• [EXERCISE TASK]: Begin at the line that contains "leaf as a single marker per instance." and continue through the end of the data, changing "benchmark" to "evaluation" and giving back only those lines with everything else unchanged.

• [DATA SUPPLIED]:
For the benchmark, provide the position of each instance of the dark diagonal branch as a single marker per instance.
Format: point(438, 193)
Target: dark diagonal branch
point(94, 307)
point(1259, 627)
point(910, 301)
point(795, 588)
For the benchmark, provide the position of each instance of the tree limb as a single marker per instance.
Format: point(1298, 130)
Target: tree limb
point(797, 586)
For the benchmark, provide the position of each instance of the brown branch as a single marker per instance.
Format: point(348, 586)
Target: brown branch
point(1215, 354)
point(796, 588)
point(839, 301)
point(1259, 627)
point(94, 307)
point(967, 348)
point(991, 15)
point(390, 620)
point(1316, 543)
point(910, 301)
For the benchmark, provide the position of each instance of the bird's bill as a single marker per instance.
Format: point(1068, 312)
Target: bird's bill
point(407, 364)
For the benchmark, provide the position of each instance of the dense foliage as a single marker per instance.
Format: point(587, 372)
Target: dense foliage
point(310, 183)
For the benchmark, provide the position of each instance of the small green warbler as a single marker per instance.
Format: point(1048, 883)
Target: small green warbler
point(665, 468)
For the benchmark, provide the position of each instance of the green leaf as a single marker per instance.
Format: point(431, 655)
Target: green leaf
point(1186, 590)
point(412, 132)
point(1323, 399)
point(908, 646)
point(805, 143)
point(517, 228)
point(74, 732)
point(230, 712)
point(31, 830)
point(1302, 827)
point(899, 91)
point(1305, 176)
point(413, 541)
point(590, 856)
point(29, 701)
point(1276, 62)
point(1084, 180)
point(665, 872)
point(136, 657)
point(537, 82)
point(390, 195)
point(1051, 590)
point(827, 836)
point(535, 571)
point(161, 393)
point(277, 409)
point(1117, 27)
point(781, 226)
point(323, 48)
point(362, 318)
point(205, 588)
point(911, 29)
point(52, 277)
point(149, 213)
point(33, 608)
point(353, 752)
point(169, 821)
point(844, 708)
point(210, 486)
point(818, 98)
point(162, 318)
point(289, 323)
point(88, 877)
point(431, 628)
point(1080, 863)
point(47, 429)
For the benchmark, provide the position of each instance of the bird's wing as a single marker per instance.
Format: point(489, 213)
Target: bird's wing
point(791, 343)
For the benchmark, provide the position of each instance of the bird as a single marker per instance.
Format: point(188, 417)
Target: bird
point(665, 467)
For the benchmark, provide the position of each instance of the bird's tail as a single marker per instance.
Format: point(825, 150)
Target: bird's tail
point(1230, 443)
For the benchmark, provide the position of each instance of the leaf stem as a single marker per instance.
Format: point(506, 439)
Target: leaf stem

• [WRITTEN ANSWER]:
For the evaluation, provide the position of each instance of the green leaf as a single marker per instance.
Format: point(431, 655)
Target: green leaf
point(1186, 590)
point(412, 132)
point(1323, 399)
point(908, 646)
point(805, 143)
point(517, 228)
point(74, 732)
point(230, 712)
point(31, 830)
point(1302, 827)
point(899, 91)
point(1305, 176)
point(413, 541)
point(590, 856)
point(29, 701)
point(1276, 62)
point(1084, 180)
point(665, 872)
point(136, 657)
point(537, 82)
point(390, 195)
point(1051, 590)
point(827, 836)
point(535, 571)
point(161, 393)
point(277, 409)
point(1117, 27)
point(781, 226)
point(323, 48)
point(362, 318)
point(205, 588)
point(911, 29)
point(52, 277)
point(149, 213)
point(33, 608)
point(353, 752)
point(169, 821)
point(844, 708)
point(210, 486)
point(818, 98)
point(162, 318)
point(289, 323)
point(88, 877)
point(431, 628)
point(1080, 863)
point(47, 429)
For the evaluation, provide the position of each instance of the bird's wing as a single marker per instance.
Format: point(489, 213)
Target: bird's wing
point(791, 343)
For the evaluation, provide the position of each instance of the bird as a single marker per instance.
Format: point(188, 417)
Target: bird
point(665, 467)
For the evaluation, provide the position of each instance of the bird's tail as a single marker per instance.
Format: point(825, 150)
Target: bird's tail
point(1230, 443)
For the evaluation, provide the position of each instance of the leaf stem as a single marker per instance.
Format: point(506, 439)
Target: leaf stem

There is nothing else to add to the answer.